* **Task description**: Return the complete listing that follows, with each line reproduced exactly.
-- start Material provided --
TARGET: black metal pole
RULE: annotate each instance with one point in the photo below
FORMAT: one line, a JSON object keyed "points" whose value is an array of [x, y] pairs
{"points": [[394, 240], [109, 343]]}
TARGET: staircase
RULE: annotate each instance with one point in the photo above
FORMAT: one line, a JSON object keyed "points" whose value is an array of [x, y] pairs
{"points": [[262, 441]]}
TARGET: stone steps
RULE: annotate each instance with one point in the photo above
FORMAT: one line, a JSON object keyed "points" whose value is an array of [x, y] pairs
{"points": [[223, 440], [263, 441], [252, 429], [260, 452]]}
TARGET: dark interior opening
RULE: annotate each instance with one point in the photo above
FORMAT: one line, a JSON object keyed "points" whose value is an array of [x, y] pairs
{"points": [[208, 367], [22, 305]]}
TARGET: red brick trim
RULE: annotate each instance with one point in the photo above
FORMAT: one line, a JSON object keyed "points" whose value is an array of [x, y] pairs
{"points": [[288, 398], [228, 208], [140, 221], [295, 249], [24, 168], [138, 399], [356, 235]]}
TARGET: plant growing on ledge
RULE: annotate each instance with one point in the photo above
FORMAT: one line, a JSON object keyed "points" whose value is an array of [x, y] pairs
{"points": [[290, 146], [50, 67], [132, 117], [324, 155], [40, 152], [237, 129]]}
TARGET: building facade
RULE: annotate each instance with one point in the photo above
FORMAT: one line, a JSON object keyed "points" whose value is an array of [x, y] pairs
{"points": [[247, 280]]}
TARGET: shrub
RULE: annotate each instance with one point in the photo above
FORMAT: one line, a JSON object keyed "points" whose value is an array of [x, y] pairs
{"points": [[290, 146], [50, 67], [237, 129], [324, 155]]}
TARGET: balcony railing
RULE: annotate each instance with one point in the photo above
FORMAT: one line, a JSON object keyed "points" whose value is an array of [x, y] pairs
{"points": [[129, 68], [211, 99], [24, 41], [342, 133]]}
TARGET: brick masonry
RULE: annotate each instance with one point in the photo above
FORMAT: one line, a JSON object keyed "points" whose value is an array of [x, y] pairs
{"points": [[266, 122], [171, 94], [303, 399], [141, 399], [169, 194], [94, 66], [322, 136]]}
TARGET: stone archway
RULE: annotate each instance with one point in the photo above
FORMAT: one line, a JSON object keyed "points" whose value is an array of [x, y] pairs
-- end Material provided --
* **Completed task**:
TARGET: black metal pole
RULE: annotate each instance with one point in the photo below
FORMAT: one line, a JSON object keyed "points" whose value is an array of [x, y] pairs
{"points": [[394, 240], [109, 343]]}
TARGET: staircase
RULE: annotate each instance with one point in the photo above
FORMAT: one line, a JSON object keyed "points" whose value is an array of [x, y] pairs
{"points": [[262, 441]]}
TARGET: stone steps
RULE: annotate each instance with one point in the photo above
FORMAT: one line, a JSON object keyed "points" whose value is an array of [x, y] pairs
{"points": [[223, 440], [263, 441], [252, 429], [260, 452]]}
TARGET: dark interior opening
RULE: annotate each instance with one point in the photo above
FORMAT: one line, a JSON object keyed "points" whose value is an array of [x, y] pairs
{"points": [[208, 367], [22, 305]]}
TARGET: red brick trim
RULE: annotate each instance with one point in the photo above
FORMAT: one line, a JSON object keyed "points" whose value is an array of [x, y] pairs
{"points": [[288, 398], [228, 208], [140, 221], [295, 249], [24, 168], [138, 399], [356, 235]]}
TARGET: plant growing on ledge
RULE: annotate each instance with one point in the photo above
FORMAT: one line, a JSON object keyed "points" whose value is an array of [x, y] pairs
{"points": [[290, 146], [50, 67], [132, 117], [324, 155], [40, 152], [237, 129]]}
TARGET: building facade
RULE: annotate each instance with one point in the photo above
FORMAT: one line, a JSON object keyed "points" whose value is an array of [x, y] pairs
{"points": [[247, 280]]}
TARGET: shrub
RULE: annotate each instance with one point in the photo above
FORMAT: one line, a JSON object keyed "points" whose value is an array of [x, y] pairs
{"points": [[290, 146], [50, 67], [237, 129], [324, 155]]}
TARGET: balcony railing
RULE: annotate each instance with one point in the photo above
FORMAT: one line, a JSON object keyed "points" whose value is an array of [x, y] pairs
{"points": [[129, 68], [211, 99], [24, 41], [342, 133]]}
TARGET: brick masonry
RULE: annotate each instance with one point in the photo above
FORMAT: one line, a JSON object keyed "points" whose value is an array of [x, y] pairs
{"points": [[266, 122], [171, 94], [303, 399], [141, 399], [169, 194], [94, 66], [322, 136]]}
TARGET: stone archway
RULE: annotate each instance with one point in the photo above
FORMAT: one line, a JSON object keyed "points" whose value is an array of [x, y] pairs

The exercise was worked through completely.